WORK TO DO:
Update the listing below by changing every "trash bin" to "garbage can" and keeping everything else the same.

[Excerpts from point annotation data]
◆ ◆ ◆ ◆ ◆
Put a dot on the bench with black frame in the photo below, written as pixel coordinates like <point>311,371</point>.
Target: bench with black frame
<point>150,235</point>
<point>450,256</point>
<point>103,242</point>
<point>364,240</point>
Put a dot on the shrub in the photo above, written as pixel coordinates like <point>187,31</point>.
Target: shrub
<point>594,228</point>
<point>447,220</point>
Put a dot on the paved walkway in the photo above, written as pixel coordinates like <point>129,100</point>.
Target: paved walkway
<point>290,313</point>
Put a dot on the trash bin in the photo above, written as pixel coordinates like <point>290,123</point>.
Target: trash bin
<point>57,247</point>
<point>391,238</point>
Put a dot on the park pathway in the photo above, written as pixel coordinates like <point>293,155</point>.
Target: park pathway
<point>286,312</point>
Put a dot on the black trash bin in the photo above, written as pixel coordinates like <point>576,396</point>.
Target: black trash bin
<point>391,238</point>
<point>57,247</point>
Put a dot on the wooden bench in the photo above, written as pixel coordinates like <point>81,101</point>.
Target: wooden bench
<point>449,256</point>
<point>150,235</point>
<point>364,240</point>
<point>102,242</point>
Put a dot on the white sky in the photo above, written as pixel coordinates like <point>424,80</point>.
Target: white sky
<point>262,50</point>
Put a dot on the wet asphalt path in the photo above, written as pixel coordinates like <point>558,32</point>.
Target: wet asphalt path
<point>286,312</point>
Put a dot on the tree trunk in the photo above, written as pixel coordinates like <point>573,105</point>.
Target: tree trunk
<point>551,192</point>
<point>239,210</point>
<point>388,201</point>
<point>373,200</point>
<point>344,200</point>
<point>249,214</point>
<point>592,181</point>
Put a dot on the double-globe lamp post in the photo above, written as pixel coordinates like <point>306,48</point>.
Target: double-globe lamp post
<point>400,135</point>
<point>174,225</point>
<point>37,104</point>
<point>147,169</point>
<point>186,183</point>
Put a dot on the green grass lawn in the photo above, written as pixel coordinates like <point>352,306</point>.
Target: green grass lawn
◆ ◆ ◆ ◆ ◆
SOLUTION TO THIS TASK:
Put a dot on the bench with black frame in the photo below, written as pixel coordinates like <point>311,371</point>.
Target: bench with black frame
<point>150,235</point>
<point>450,256</point>
<point>103,242</point>
<point>364,240</point>
Put a dot on the shrub in the photo above, written as pixel coordinates like <point>187,31</point>.
Target: shrub
<point>594,228</point>
<point>447,220</point>
Put a dot on the paved walkway in the photo above, written as pixel coordinates like <point>129,100</point>.
Target: paved walkway
<point>290,313</point>
Put a dot on the garbage can in the photo above, written as pixel coordinates like <point>290,123</point>.
Target: garbage can
<point>57,247</point>
<point>391,238</point>
Put a dot on the park pathway in the photo above, written as pixel coordinates like <point>293,155</point>.
Target: park pathway
<point>286,312</point>
Put a dot on the black garbage can in the photo above, written as pixel coordinates like <point>576,396</point>.
Target: black garbage can
<point>391,238</point>
<point>57,247</point>
Put a dot on the wooden bench in the photo above, written as pixel coordinates like <point>81,101</point>.
Target: wooden bench
<point>449,256</point>
<point>150,235</point>
<point>364,240</point>
<point>102,242</point>
Put a dot on the white sky in the photo above, written as pixel coordinates like <point>424,80</point>.
Target: white sky
<point>262,50</point>
Put a dot on the wet asphalt path in the photo above, written as pixel coordinates like <point>558,32</point>.
Target: wet asphalt path
<point>286,312</point>
Put a dot on the tree trunk in the photo above, written as pixel coordinates like <point>573,105</point>.
Target: tree trunk
<point>551,192</point>
<point>239,210</point>
<point>388,201</point>
<point>373,200</point>
<point>344,200</point>
<point>249,214</point>
<point>592,181</point>
Put a dot on the double-globe lamp post in the photo above, written as pixel coordinates like <point>306,48</point>.
Target: double-globe lamp post
<point>400,135</point>
<point>174,225</point>
<point>37,104</point>
<point>147,169</point>
<point>186,183</point>
Put a dot on the green grass lawn in the photo above, written as pixel coordinates like <point>352,306</point>.
Target: green grass lawn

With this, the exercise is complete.